Go through the listing and write out all of it exactly.

<<<<

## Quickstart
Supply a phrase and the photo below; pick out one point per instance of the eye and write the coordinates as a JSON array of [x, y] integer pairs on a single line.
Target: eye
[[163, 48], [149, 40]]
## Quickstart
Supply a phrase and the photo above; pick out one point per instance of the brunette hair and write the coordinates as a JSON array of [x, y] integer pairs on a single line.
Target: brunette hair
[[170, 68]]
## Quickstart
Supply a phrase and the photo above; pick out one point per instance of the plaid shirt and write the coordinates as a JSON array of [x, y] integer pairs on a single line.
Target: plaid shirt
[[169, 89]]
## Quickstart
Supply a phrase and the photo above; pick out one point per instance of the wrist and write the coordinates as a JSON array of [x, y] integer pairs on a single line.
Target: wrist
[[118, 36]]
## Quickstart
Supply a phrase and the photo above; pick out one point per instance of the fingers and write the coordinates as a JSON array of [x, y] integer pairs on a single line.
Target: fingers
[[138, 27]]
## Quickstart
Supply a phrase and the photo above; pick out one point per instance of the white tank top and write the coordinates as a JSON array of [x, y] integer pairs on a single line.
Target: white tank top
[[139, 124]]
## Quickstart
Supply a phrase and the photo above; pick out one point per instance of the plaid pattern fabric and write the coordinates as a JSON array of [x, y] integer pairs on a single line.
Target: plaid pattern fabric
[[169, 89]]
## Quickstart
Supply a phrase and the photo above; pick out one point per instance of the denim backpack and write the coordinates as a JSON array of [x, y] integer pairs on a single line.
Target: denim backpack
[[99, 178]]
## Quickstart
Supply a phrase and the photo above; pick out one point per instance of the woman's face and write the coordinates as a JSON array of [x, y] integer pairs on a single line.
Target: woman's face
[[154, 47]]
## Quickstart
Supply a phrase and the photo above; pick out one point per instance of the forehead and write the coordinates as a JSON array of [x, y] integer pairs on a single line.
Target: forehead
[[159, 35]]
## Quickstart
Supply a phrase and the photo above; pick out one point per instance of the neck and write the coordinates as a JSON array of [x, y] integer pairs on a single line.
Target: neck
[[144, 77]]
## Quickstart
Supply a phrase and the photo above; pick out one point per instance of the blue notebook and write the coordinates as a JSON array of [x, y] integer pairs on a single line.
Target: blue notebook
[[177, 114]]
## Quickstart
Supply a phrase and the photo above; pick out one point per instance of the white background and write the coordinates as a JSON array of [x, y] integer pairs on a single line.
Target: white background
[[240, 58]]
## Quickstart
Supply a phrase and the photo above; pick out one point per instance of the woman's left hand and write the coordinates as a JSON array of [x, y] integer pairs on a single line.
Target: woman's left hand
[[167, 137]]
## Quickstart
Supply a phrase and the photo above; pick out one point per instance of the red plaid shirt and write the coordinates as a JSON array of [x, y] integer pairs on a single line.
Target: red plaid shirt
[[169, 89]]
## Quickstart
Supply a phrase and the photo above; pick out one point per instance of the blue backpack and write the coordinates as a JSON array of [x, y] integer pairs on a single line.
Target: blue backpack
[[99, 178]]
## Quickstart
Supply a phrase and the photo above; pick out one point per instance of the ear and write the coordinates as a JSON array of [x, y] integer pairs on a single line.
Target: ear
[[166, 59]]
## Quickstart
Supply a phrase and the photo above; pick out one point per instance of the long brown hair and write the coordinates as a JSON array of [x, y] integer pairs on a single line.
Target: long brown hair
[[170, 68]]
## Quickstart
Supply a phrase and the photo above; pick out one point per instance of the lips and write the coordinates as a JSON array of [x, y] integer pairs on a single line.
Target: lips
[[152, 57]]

>>>>

- **FINISHED EXERCISE**
## Quickstart
Supply a phrase and the photo below; pick out one point per instance of the eye and write the coordinates as a JSON array of [x, y] integer pairs on a single line.
Target: eye
[[163, 48], [149, 40]]
## Quickstart
Supply a phrase and the photo above; pick out one point per instance of the brunette hair and write the coordinates as a JSON array of [x, y] integer pairs on a single line.
Target: brunette hair
[[170, 68]]
## Quickstart
Supply a phrase and the photo above; pick out one point per instance of the plaid shirt and write the coordinates as a JSON array of [x, y] integer pairs on a single line.
Target: plaid shirt
[[169, 89]]
## Quickstart
Supply a phrase and the photo above; pick out one point per instance of the wrist and write the coordinates as a JSON array of [x, y] integer pairs on a single line.
Target: wrist
[[118, 36]]
## Quickstart
Supply a phrase and the photo above; pick out one point per instance of the fingers and write the coordinates as a JSON array of [x, y] integer pairs on a single line.
Target: fingers
[[138, 27]]
## Quickstart
Supply a phrase and the photo above; pick out one point per instance of the white tank top and write the coordinates as a JSON array of [x, y] integer pairs on a single line.
Target: white tank top
[[139, 124]]
## Quickstart
Supply a phrase and the photo above; pick out one point per instance of the plaid pattern fabric and write the coordinates as a JSON array of [x, y] integer pairs on a single line.
Target: plaid pattern fabric
[[169, 89]]
## Quickstart
Supply a phrase and the photo above; pick out one point per instance of the denim backpack and write the coordinates as a JSON array of [x, y] integer pairs on a single line.
Target: denim backpack
[[99, 178]]
## Quickstart
Supply a phrase and the photo above; pick out one point per instance of the woman's face and write the coordinates as a JSON array of [x, y] integer pairs on a single line.
Target: woman's face
[[154, 47]]
## Quickstart
Supply a phrase and the photo above; pick out one point per instance of the forehead and write the coordinates as a JSON array of [x, y] integer pairs on a single line.
Target: forehead
[[159, 35]]
## Quickstart
Supply a phrase and the photo above; pick out one point per instance of the neck and write the coordinates as a JSON array of [x, y] integer pairs on a single line.
Target: neck
[[144, 77]]
## Quickstart
Supply a phrase and the photo above; pick out one point per instance of the blue notebook and write the coordinates as a JSON array of [x, y] integer pairs on a single line.
Target: blue notebook
[[177, 114]]
## Quickstart
Supply a phrase and the photo above; pick out one point per instance of the white background and write the coordinates as a JSON array of [x, y] integer pairs on a single line.
Target: white background
[[240, 58]]
## Quickstart
Supply a phrase and the photo above; pick out one point per instance of the woman's left hand and write the coordinates as a JSON array of [x, y] integer pairs on a single line.
Target: woman's left hand
[[167, 137]]
## Quickstart
Supply a phrase and the photo above; pick out one point per instance of the red plaid shirt and write the coordinates as a JSON array of [x, y] integer pairs on a single line.
Target: red plaid shirt
[[169, 89]]
## Quickstart
Supply a phrase and the photo above; pick out one point per instance of the blue backpack and write the coordinates as a JSON array of [x, y] integer pairs on a single line.
Target: blue backpack
[[99, 178]]
## Quickstart
Supply a phrase and the photo above; pick out one point per instance of the ear and write the coordinates as a JSON array of [x, y] integer pairs on a single line.
Target: ear
[[166, 59]]
## Quickstart
Supply a phrase and the photo above; pick out one point per instance of the long brown hair and write the coordinates as a JSON array of [x, y] integer pairs on a single line.
Target: long brown hair
[[170, 68]]
## Quickstart
Supply a phrase and the photo above; pick out one point per instance of the lips and write the coordinates as a JSON array of [x, y] integer pairs on a single line.
Target: lips
[[152, 57]]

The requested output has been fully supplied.